Texte extrait
◇ ◇ ◇ ◇ ◇

Istanbul n'est pas une ville comme les autres. C'est une cité - phare qui a attiré et éclairé les civilisations durant des siècles, mais c'est aussi une cité en perpétuel mouvement, un lieu de passage où le mot cosmopolite prend tout son sens. Dans la lignée du Jérusalem de Simon Sebag Montefiore (Calmann-Lévy, 2011, 38 000 exemplaires toutes éditions confondues selon GFK) Bettany Hughes (King's College de Londres) s'est lancée dans la biographie de celle qui fut appelée Byzance, Constantinople et Istanbul.
Au terme d'un travail de dix ans, elle déroule le fil du temps comme un documentaire, une technique qu'elle connaît bien puisqu'elle réalise des émissions d'histoire pour la télévision et la radio britanniques. Nous sommes donc dans la narrative non-fiction, cette manière de raconter le passé au présent, et nous sommes à Istanbul, la ville aux trois noms au carrefour des prières et des désirs, sur ce territoire aux sept collines baigné par la Corne d'Or, le Bosphore et la mer de Marmara.
De l'âge de bronze à la Turquie moderne, dans près de 80 courts chapitres rythmés comme des épisodes d'une grande saga, l'historienne rappelle les métamorphoses religieuses, culturelles, ethniques et architecturales d'une mégalopole forgée par les Stambouliotes. C'est en effet moins ce qui est dit que la manière de le dire. Bettany Hughes a puisé dans une documentation considérable d'où elle a tiré quantité de faits, anecdotes et croquis quotidiens.
Au Ve siècle avant J.-C., la cité est déjà l'objet de toutes les convoitises. Alcibiade la prend, par ruse ou par force, on ne sait. Elle devient la ville des plaisirs et des ivrognes. Pas étonnant que la cité se place alors sous la tutelle de la tourmenteuse déesse Hécate. Elle est alors représentée sur une pièce par les symboles du croissant de lune et de l'étoile, plusieurs siècles avant l'avènement de l'islam.

◇ ◇ ◇ ◇ ◇

Éléments du jeu de données

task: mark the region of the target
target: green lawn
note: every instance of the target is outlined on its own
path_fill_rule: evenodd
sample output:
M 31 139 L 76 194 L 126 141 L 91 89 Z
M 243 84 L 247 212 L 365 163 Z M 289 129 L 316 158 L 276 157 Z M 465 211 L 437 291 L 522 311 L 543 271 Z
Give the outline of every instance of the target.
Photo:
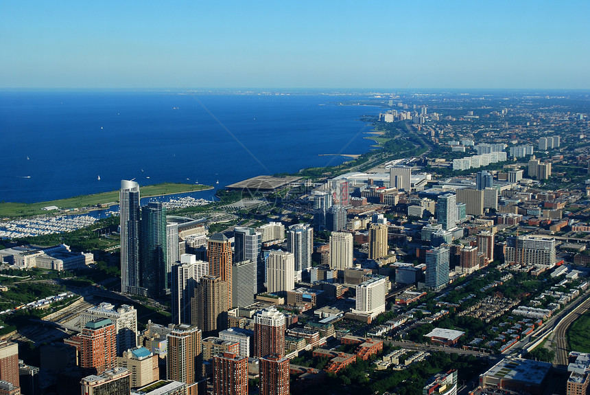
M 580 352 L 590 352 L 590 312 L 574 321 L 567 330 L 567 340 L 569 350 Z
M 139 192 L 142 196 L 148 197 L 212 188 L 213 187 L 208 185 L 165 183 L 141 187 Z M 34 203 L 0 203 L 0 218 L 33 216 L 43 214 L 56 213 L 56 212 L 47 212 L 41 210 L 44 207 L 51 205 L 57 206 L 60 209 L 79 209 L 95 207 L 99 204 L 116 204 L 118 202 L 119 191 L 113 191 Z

◇ ◇ ◇ ◇ ◇

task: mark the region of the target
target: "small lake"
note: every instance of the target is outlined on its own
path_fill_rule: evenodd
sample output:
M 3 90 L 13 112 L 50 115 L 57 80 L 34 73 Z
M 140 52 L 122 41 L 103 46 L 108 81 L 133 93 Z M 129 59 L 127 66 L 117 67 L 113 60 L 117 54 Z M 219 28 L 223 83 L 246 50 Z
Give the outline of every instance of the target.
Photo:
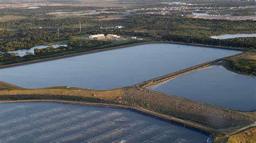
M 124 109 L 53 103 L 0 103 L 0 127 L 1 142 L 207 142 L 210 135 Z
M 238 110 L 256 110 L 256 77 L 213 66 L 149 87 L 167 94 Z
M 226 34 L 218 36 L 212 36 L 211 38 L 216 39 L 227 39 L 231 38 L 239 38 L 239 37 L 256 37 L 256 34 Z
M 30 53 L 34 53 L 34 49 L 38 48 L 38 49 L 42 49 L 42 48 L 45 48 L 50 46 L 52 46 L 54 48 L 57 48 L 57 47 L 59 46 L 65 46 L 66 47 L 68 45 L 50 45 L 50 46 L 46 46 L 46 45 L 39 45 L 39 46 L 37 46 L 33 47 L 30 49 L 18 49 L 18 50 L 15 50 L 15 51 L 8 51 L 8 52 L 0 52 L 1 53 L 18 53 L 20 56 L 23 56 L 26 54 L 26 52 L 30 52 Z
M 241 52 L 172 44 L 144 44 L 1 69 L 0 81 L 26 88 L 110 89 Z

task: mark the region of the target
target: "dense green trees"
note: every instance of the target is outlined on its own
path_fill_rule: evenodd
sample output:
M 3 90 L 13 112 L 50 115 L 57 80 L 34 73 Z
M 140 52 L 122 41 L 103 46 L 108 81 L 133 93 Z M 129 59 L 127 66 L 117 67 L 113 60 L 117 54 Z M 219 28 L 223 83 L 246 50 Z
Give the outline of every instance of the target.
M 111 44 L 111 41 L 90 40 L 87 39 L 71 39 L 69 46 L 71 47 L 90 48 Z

◇ ◇ ◇ ◇ ◇

Votre objectif
Citez, s'il vous plaît, le passage du texte sur Istanbul qui va de « Istanbul n'est pas » à « Constantinople et Istanbul. ». Les lignes ne sont pas nécessaires ici.

Réponse à l'exercice
Istanbul n'est pas une ville comme les autres. C'est une cité - phare qui a attiré et éclairé les civilisations durant des siècles, mais c'est aussi une cité en perpétuel mouvement, un lieu de passage où le mot cosmopolite prend tout son sens. Dans la lignée du Jérusalem de Simon Sebag Montefiore (Calmann-Lévy, 2011, 38 000 exemplaires toutes éditions confondues selon GFK) Bettany Hughes (King's College de Londres) s'est lancée dans la biographie de celle qui fut appelée Byzance, Constantinople et Istanbul.